Entries taken from a collection
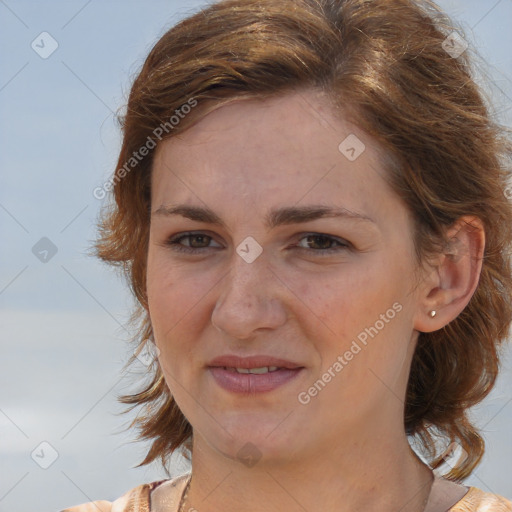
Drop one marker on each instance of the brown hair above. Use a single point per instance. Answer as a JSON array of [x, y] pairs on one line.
[[447, 158]]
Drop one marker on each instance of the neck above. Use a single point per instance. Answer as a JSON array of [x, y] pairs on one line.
[[373, 474]]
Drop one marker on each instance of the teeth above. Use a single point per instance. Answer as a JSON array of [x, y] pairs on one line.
[[263, 369]]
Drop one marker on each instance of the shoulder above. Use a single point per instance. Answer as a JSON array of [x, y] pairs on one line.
[[133, 500], [477, 500]]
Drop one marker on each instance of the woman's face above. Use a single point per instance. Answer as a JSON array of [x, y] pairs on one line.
[[329, 296]]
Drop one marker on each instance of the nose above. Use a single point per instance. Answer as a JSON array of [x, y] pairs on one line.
[[250, 299]]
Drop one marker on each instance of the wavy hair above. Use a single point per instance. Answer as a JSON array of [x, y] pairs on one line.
[[445, 157]]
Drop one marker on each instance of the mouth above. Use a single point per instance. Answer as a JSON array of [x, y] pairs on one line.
[[250, 375]]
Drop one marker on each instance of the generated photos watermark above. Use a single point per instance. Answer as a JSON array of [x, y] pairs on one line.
[[304, 397], [137, 156]]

> Written request
Copy out the material above, swapping "marker" for "dot" everywhere and keeping everything else the same. Leave the pictures out.

> Finished answer
Drop one dot on each instance of the brown hair above. Use a single point per instance. Answer as a JSON array of [x, y] pairs on one line.
[[447, 158]]
Drop one dot on each instance of the neck above. Use a single point per instance. Answer as a JSON array of [x, y] pairs on one line.
[[373, 474]]
Drop one dot on each instance of the teeth above. Use a single point per instance. Answer as a JSON array of [x, y] pairs on one line.
[[263, 369]]
Drop one dot on each instance of the shoulder above. Use a single point per instance. Answer as a JSON array of [x, y] pairs on one line.
[[133, 500], [477, 500]]
Drop one dot on each instance of the woman's face above. Use a single point per instance. Answer as a JSON array of [x, y] pairs on one line.
[[329, 296]]
Drop one dot on each instance of the nose above. Use a single point per instance. Answer as a JSON array of [x, y] pairs on one line.
[[250, 299]]
Drop one dot on each instance of the wavy hair above. Use a single point per instance. Answer as a JSON array of [x, y] pairs on one line.
[[445, 157]]
Drop one dot on each instance of the mouth above. Use a single point per instance. Answer as a JSON array of [x, y] pairs on one line.
[[250, 375]]
Drop one dot on each instance of the generated photos watermark above. Use a single point per instance. Answer as a JSON array of [x, y] pairs on one line.
[[304, 397], [137, 156]]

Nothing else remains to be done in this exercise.